'''

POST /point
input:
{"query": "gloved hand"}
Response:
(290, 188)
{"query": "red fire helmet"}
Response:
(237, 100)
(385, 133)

'''

__The problem__.
Can you rename each "Response" in the records to "Output" and keep everything else the same?

__Output for this exercise__.
POST /point
input:
{"query": "gloved hand"}
Output:
(290, 188)
{"query": "red fire helmet"}
Output:
(237, 100)
(385, 133)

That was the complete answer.